Directive 1 :: Repeat the section of the forum thread below, starting at "I find this" and ending at "for another day...", word for word.

Source extract ::
## Begin

The fact that you think there's a sun outside past 5PM EST in December leads me to believe that your sense of perception is warped, in which case I can't hold you accountable for misreading this thread. 

Recap: I asked simple question. Some people got it - they provided me with good and well-appreciated suggestions. Some poeple didn't get it - I provided them with flack. It's really not any more complicated than that.


----------



## MacDaddy (Jul 16, 2001)

My suggestion: Get a PC use winamp and go hang around some PC forums. You claim people are condecending to you, maybe you should check out your posts. Hope you got all the coal you could handle.


----------



## rubeole (Oct 21, 2005)

MacDaddy said:


> My suggestion: Get a PC use winamp and go hang around some PC forums. You claim people are condecending to you, maybe you should check out your posts. Hope you got all the coal you could handle.


This thread is full of helpful suggestions. Yours are not included in that column. I am sorry.

If you prefer a more indirect, passive-aggressive manner then I recommend you spend less time on forums in general.

Dog piling other posters, BTW, considered proper netiquette, or no? Please don't talk to me about politeness if you're going to behave like a bastard - that's doubly insulting.


----------



## MacDaddy (Jul 16, 2001)

rubeole said:


> This thread is full of helpful suggestions. Yours are not included in that column. I am sorry.
> 
> If you prefer a more indirect, passive-aggressive manner then I recommend you spend less time on forums in general.
> 
> Dog piling other posters, BTW, considered proper netiquette, or no? Please don't talk to me about politeness if you're going to behave like a bastard - that's doubly insulting.


Glad you enjoyed it, but I dont need your inclusion  And yes, people tend to dog pile people being rude. Merry Christmas!!


----------



## rubeole (Oct 21, 2005)

MacDaddy said:


> And yes, people tend to dog pile people being rude.


Well then, that would be rather hypocritical wouldn't it? Being rude to rude* people. Good show, my Christian friend.



*For the record, I forgot that many Canadians often misinterpret directness as "rudeness". They prefer circumlocution. Evreyone knows this! I will try to be more _stereotypically feminine_ with my speech in the future.


----------



## rubeole (Oct 21, 2005)

And, for the record, in case it wasn't self-evident: not everyone on this board celebrates "the holidays". I didn't think that needed to be said, but I see that some people forget.


----------



## RicktheChemist (Jul 18, 2001)

I find this thread funny as hell during the holidays.. 

Gotta feel the love in here.. 

There is no good alternative to iTunes.. since there are no other audio players that have all the features of iTunes. Most developers got out of the audio market under OSX when iTunes was created. (and I do mean the player market). I still don't get why you're worried about iTunes calling home... I wonder how many other apps call home on the average PC or Mac? Another thread for another day...

Thought of an alternative.. HA! WInamp using Virtual PC.. now that would be interesting...

## End

Directive 2 :: From the listing below, pull out every line that contains the word "awning" and copy each one unchanged.

Records shown ::

## Begin

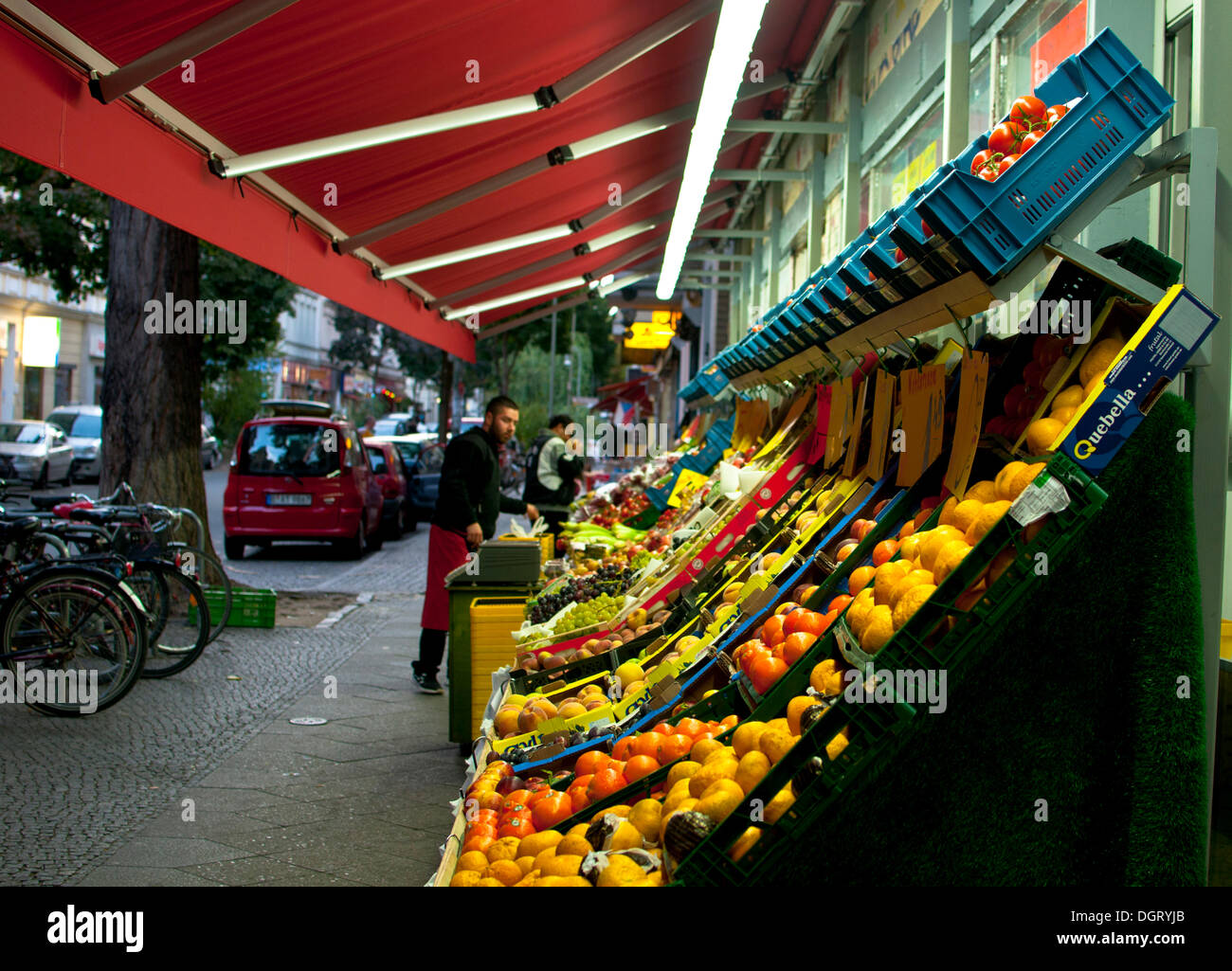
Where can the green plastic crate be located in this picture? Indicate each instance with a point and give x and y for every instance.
(249, 607)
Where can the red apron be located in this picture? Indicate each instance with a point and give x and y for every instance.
(446, 552)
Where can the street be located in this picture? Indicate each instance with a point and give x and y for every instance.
(362, 799)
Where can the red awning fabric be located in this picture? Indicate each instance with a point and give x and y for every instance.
(317, 69)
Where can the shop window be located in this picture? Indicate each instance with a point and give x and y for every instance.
(32, 393)
(908, 164)
(63, 385)
(981, 116)
(1039, 38)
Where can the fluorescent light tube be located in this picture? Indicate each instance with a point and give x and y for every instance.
(738, 25)
(577, 281)
(473, 253)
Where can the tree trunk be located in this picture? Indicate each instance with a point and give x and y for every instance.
(152, 382)
(446, 396)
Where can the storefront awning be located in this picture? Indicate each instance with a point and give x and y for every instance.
(272, 75)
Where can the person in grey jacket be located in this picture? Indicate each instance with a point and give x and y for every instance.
(551, 470)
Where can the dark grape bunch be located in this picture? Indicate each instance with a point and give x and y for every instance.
(608, 581)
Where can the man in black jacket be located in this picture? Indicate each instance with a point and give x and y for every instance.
(467, 507)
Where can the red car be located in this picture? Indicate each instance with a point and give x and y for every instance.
(300, 474)
(395, 512)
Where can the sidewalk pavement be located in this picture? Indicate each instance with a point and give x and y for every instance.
(360, 801)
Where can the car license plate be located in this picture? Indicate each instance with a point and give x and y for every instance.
(288, 498)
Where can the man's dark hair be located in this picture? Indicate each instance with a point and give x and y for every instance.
(499, 403)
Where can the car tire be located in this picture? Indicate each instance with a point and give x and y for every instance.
(357, 545)
(394, 525)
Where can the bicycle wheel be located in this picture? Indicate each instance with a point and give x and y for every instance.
(209, 573)
(183, 620)
(77, 635)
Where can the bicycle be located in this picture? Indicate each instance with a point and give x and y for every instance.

## End

Written response 1 ::
I find this thread funny as hell during the holidays.. 

Gotta feel the love in here.. 

There is no good alternative to iTunes.. since there are no other audio players that have all the features of iTunes. Most developers got out of the audio market under OSX when iTunes was created. (and I do mean the player market). I still don't get why you're worried about iTunes calling home... I wonder how many other apps call home on the average PC or Mac? Another thread for another day...

Written response 2 ::
Where can the red awning fabric be located in this picture? Indicate each instance with a point and give x and y for every instance.
Where can the storefront awning be located in this picture? Indicate each instance with a point and give x and y for every instance.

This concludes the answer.